• Directions
Copy every line, leaving nothing out and adding nothing.

Some records:
━━━━━━━━━━

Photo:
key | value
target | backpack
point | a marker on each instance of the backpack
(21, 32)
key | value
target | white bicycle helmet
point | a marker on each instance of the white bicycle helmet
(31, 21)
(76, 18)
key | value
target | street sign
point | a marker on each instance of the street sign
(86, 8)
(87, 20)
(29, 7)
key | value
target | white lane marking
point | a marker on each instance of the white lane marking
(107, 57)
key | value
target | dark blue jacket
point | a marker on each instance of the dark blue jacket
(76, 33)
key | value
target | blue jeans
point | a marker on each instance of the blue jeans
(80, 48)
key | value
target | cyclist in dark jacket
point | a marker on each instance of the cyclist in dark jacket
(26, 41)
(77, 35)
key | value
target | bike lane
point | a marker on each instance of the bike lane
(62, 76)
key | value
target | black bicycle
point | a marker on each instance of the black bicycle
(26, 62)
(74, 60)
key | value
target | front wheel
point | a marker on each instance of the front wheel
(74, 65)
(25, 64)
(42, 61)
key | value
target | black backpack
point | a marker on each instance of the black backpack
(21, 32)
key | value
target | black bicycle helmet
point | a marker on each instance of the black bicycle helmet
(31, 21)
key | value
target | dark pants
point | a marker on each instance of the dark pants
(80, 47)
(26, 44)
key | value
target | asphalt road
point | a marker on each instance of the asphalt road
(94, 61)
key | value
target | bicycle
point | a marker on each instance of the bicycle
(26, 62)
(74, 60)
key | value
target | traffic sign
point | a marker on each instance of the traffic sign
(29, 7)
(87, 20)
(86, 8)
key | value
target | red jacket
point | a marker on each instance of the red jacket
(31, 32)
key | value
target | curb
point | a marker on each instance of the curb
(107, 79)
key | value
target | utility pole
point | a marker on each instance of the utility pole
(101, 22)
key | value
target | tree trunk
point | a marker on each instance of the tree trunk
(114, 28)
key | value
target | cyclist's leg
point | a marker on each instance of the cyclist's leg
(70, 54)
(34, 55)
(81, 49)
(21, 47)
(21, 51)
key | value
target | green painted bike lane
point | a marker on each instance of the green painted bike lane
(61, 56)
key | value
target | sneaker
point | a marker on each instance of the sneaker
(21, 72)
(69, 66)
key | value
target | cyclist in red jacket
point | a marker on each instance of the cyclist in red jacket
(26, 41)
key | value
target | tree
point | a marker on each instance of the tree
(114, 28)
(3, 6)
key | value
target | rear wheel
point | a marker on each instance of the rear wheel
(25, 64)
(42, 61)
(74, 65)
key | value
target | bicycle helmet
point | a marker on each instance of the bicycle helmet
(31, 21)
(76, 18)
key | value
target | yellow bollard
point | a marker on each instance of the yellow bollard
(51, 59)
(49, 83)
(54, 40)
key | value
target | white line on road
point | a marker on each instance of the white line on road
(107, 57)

━━━━━━━━━━

• Answer to this exercise
Photo:
key | value
target | backpack
point | a marker on each instance of the backpack
(21, 32)
key | value
target | white bicycle helmet
point | a marker on each instance of the white bicycle helmet
(31, 21)
(76, 18)
key | value
target | street sign
point | a marker on each instance of the street sign
(86, 8)
(87, 20)
(29, 7)
key | value
target | white lane marking
point | a marker on each instance of the white lane marking
(107, 57)
key | value
target | dark blue jacket
point | a marker on each instance of the dark blue jacket
(76, 33)
key | value
target | blue jeans
point | a marker on each instance of the blue jeans
(80, 48)
key | value
target | cyclist in dark jacket
point | a marker on each instance of the cyclist in dark jacket
(26, 41)
(77, 35)
key | value
target | bike lane
point | a marker on each instance of the bike lane
(62, 76)
key | value
target | black bicycle
point | a marker on each instance of the black bicycle
(26, 62)
(74, 60)
key | value
target | front wheel
point | a marker on each instance of the front wheel
(74, 65)
(25, 64)
(42, 61)
key | value
target | black backpack
point | a marker on each instance of the black backpack
(21, 32)
key | value
target | black bicycle helmet
point | a marker on each instance of the black bicycle helmet
(31, 21)
key | value
target | dark pants
point | a marker on each instance of the dark pants
(80, 47)
(26, 44)
key | value
target | asphalt road
point | a marker on each instance of the asphalt road
(94, 61)
key | value
target | bicycle
point | a marker on each instance of the bicycle
(26, 62)
(74, 60)
key | value
target | traffic sign
point | a marker on each instance of the traffic sign
(29, 7)
(87, 20)
(86, 8)
key | value
target | red jacket
point | a marker on each instance of the red jacket
(31, 32)
key | value
target | curb
point | a marker on each instance of the curb
(107, 79)
key | value
target | utility pole
point | a marker on each instance of the utility pole
(101, 22)
key | value
target | tree trunk
point | a marker on each instance of the tree trunk
(114, 28)
key | value
target | cyclist's leg
point | a marker on each instance of the cyclist's leg
(70, 54)
(34, 55)
(81, 49)
(21, 47)
(21, 51)
key | value
target | green painted bike lane
point | a marker on each instance of the green painted bike lane
(61, 56)
key | value
target | sneaker
point | a marker on each instance of the sneaker
(21, 72)
(69, 66)
key | value
target | cyclist in red jacket
point | a marker on each instance of the cyclist in red jacket
(26, 41)
key | value
target | tree
point | a marker on each instance of the tree
(114, 28)
(3, 6)
key | value
target | rear wheel
point | a marker on each instance of the rear wheel
(25, 64)
(42, 61)
(74, 65)
key | value
target | bicycle helmet
point | a marker on each instance of the bicycle helmet
(31, 21)
(76, 18)
key | value
target | yellow bollard
point | a marker on each instance of the yellow bollard
(51, 59)
(49, 83)
(54, 40)
key | value
target | white line on road
point | a marker on each instance of the white line on road
(107, 57)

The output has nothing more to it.